Kwangmin Kim - Kohavi Ch.22 개관 — Leakage·Interference (Variant 간 누수와 간섭)

1 정의

정의: Interference (간섭) · Leakage (누수)

A/B 실험에서 한 unit 의 행동이 다른 unit 의 variant 배정에 영향을 받는 현상. SUTVA (Stable Unit Treatment Value Assumption) 의 위반이며, spillover·leakage 로도 부른다 (Kohavi, Tang, Xu, 2020, Ch.22).

1.0.0.1 SUTVA 의 형식적 표현

\[Y_i(\mathbf{z}) = Y_i(z_i) \tag{22.1}\]

\(\mathbf{z} = (z_1, z_2, \dots, z_n)\): 전체 \(n\) unit 의 variant 배정 vector
\(Y_i(\mathbf{z})\): unit \(i\) 의 잠재 결과 (전체 배정 의존)
\(Y_i(z_i)\): unit \(i\) 의 잠재 결과 (자신의 배정만 의존)

1.0.0.2 위반 시 결과

ATE 추정량 \(\hat{\tau}\) 가 biased — direction (under/over) 은 leakage 채널에 따라 다름
해석 변형: 실험 시 \(\hat{\tau}\) 와 launch 후 universe 효과 가 다르다
의사결정 위협: ad campaign 처럼 budget 제약 하에서 launch 후 효과는 neutral 인데 실험 중 positive 로 보일 수 있음

직관

A/B 실험 의 비유 는 두 평행 우주. 한쪽 우주 는 모두 Treatment, 다른 우주 는 모두 Control. 두 우주 의 metric 차 가 진짜 효과.

SUTVA 가 깨지면: 두 우주 가 분리되지 않는다. Treatment 사용자 가 Control 사용자 의 행동을 바꾼다. 결과: 우리가 보는 delta 는 섞인 우주 의 차 — 진짜 차 가 아니다.

레슨: 실험 unit 이 진짜로 독립인지 점검. 사회 네트워크·marketplace·shared resource· 일부 instrumentation 은 기본적으로 독립이 아니다.

2 왜 필요한가

SUTVA 위반의 실무 위험

2.0.0.1 1. Direction of bias 의 비대칭

시나리오	leakage 방향	bias 방향
사회 네트워크 (Facebook 메시지)	T → C 전파	underestimate
Marketplace (Airbnb 재고)	T 가 C 자원 흡수	overestimate
Ad campaign budget	T 가 C budget 소진	overestimate
Relevance model 공유 학습	T → C 학습 누수	underestimate
CPU contention	T bug 가 C 응답 시간 악화	underestimate
Sub-user unit (page)	같은 user 의 fast/slow page 혼합	underestimate

2.0.0.2 2. Launch 후 효과 와 의 괴리

ad campaign budget 사례:

실험 중:
  Treatment: 더 많은 click → revenue +5%
  Control: budget 정상 → revenue baseline
  delta: +5% (statistically significant)

Launch 후 (모든 사용자 Treatment):
  Total budget: 동일 (월간 cap)

● ● ● ●

**작업 안내**
a - 발췌문의 표에서 Marketplace (Airbnb 재고) 시나리오의 bias 방향은 무엇으로 적혀 있습니까?
b - 발췌문에서 "1.0.0.2 위반 시"부터 "진짜 차 가 아니다."까지, 양 끝을 포함한 부분을 한 글자도 바꾸지 말고 옮겨 쓰십시오.
이 목록은 발췌문과 아무 관련이 없습니다.

위치 식별 항목:

● ● ● ●

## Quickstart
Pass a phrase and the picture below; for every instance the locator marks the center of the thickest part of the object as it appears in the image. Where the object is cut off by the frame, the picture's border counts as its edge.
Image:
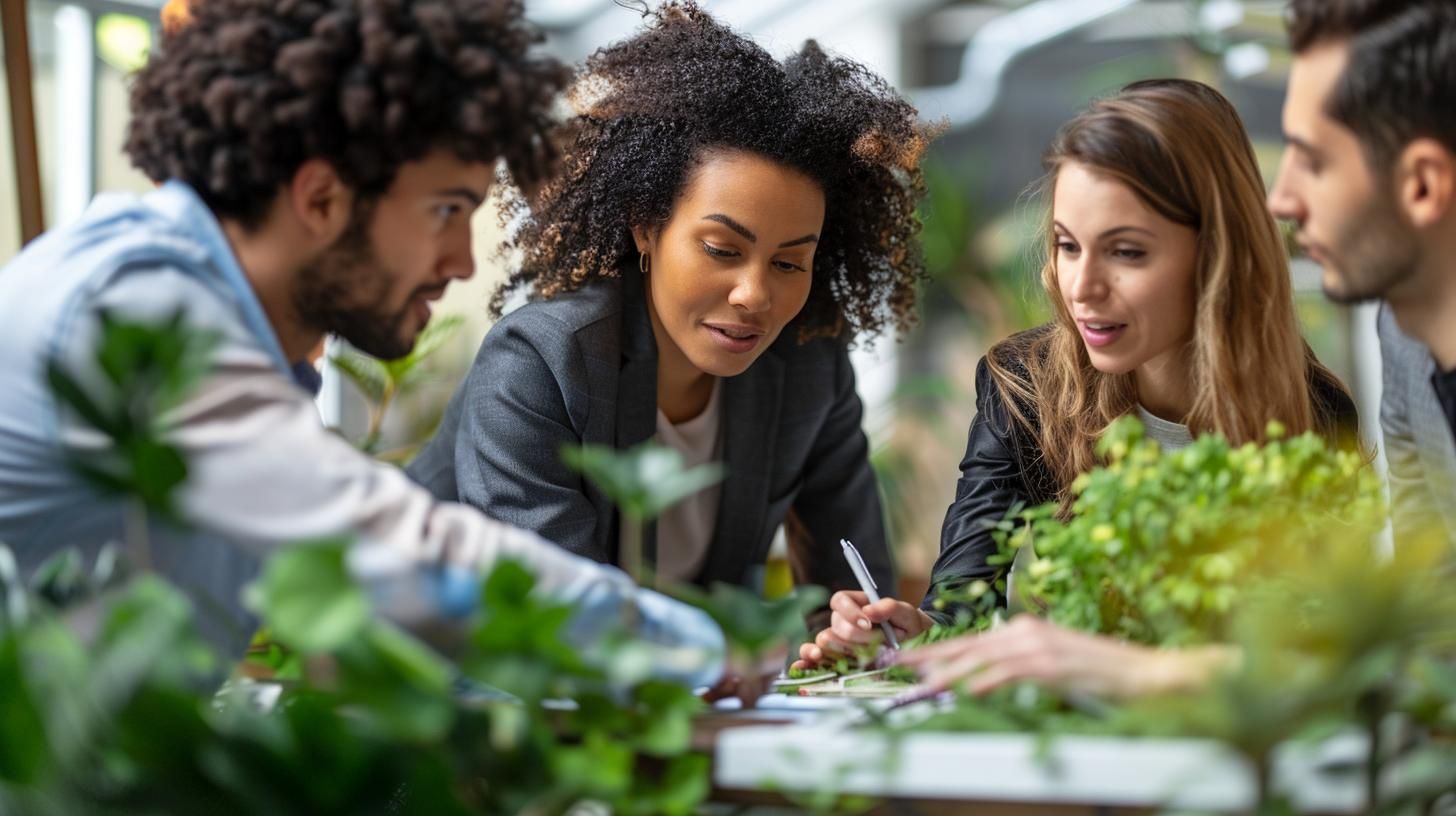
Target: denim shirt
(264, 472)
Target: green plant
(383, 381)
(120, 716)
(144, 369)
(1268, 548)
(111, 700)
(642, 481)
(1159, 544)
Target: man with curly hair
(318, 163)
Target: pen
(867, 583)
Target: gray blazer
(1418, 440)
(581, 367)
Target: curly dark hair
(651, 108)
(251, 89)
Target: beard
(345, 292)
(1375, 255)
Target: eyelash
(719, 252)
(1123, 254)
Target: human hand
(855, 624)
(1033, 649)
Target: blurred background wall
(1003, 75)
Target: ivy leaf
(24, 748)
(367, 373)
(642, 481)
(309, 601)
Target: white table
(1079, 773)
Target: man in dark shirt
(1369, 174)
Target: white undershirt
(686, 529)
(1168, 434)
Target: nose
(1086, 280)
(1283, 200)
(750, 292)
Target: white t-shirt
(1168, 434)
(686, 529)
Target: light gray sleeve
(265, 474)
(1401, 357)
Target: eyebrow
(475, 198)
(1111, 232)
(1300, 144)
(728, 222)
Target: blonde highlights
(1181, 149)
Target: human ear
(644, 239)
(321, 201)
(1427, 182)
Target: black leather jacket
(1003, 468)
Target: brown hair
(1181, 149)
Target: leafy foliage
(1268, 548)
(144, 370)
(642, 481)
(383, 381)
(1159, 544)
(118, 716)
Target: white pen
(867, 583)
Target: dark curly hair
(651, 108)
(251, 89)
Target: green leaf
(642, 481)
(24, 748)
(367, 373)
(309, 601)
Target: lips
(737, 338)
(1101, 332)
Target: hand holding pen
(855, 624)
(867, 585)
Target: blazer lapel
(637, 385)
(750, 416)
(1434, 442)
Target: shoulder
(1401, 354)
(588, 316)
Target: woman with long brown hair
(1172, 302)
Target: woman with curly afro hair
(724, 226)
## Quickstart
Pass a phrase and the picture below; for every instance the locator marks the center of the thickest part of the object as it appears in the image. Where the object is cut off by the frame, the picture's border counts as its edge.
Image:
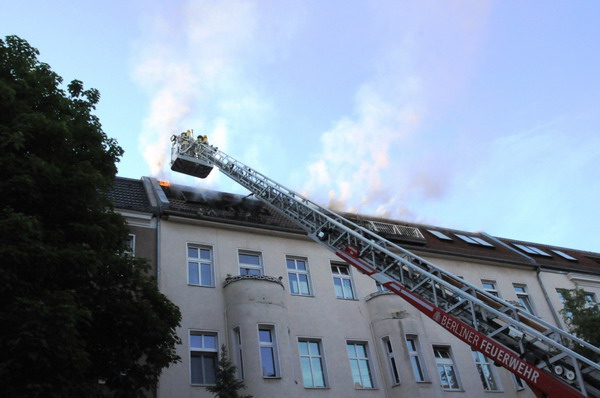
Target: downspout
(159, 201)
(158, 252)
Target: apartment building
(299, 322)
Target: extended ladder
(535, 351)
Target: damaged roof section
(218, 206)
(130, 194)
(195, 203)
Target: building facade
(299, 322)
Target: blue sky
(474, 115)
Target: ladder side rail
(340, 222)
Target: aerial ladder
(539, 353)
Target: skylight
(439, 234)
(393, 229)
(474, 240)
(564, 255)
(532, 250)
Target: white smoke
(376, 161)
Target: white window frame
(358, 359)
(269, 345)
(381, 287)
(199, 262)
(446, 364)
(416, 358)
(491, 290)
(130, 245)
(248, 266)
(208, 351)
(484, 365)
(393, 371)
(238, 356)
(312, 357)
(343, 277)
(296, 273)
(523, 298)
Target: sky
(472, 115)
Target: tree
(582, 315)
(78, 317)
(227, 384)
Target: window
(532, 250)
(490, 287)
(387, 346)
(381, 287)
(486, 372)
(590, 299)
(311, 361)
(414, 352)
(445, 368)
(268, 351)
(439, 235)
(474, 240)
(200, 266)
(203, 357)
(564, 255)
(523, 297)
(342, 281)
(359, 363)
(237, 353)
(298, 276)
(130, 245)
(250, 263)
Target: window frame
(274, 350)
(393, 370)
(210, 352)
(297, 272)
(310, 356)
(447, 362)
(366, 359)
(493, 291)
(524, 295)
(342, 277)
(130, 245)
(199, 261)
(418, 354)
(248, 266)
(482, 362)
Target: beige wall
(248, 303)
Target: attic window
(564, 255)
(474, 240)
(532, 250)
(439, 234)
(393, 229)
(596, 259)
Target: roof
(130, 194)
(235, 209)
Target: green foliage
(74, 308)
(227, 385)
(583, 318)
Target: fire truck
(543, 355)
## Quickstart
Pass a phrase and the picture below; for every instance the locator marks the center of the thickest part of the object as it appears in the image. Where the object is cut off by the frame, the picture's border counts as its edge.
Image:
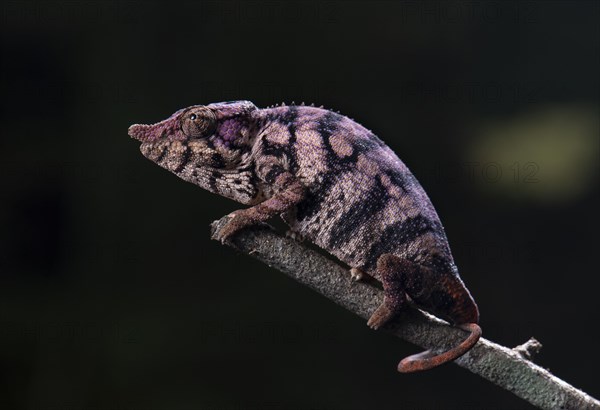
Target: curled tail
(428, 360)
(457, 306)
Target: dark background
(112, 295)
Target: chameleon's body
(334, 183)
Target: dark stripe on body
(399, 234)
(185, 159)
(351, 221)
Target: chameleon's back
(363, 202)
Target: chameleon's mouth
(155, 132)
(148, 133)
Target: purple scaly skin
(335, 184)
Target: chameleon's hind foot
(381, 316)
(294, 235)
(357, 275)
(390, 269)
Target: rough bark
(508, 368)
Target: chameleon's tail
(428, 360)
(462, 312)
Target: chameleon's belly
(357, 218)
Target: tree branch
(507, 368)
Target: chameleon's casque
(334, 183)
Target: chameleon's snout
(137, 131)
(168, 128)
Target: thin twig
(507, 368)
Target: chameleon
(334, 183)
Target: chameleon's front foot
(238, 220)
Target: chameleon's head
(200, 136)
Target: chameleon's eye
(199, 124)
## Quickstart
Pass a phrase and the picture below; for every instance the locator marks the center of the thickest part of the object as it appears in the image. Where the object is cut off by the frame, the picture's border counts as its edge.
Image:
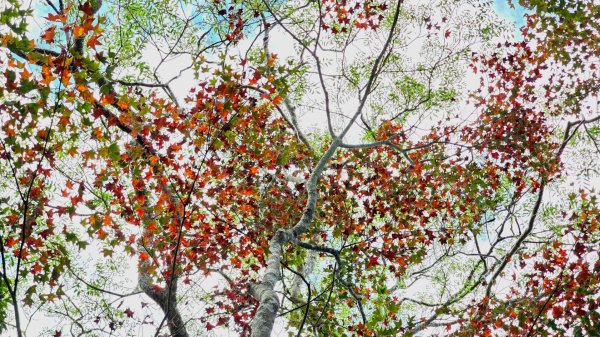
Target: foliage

● ● ● ●

**작업별 결과**
a - overestimate

b -
1.0.0.2 위반 시 결과

ATE 추정량 \(\hat{\tau}\) 가 biased — direction (under/over) 은 leakage 채널에 따라 다름
해석 변형: 실험 시 \(\hat{\tau}\) 와 launch 후 universe 효과 가 다르다
의사결정 위협: ad campaign 처럼 budget 제약 하에서 launch 후 효과는 neutral 인데 실험 중 positive 로 보일 수 있음

직관

A/B 실험 의 비유 는 두 평행 우주. 한쪽 우주 는 모두 Treatment, 다른 우주 는 모두 Control. 두 우주 의 metric 차 가 진짜 효과.

SUTVA 가 깨지면: 두 우주 가 분리되지 않는다. Treatment 사용자 가 Control 사용자 의 행동을 바꾼다. 결과: 우리가 보는 delta 는 섞인 우주 의 차 — 진짜 차 가 아니다.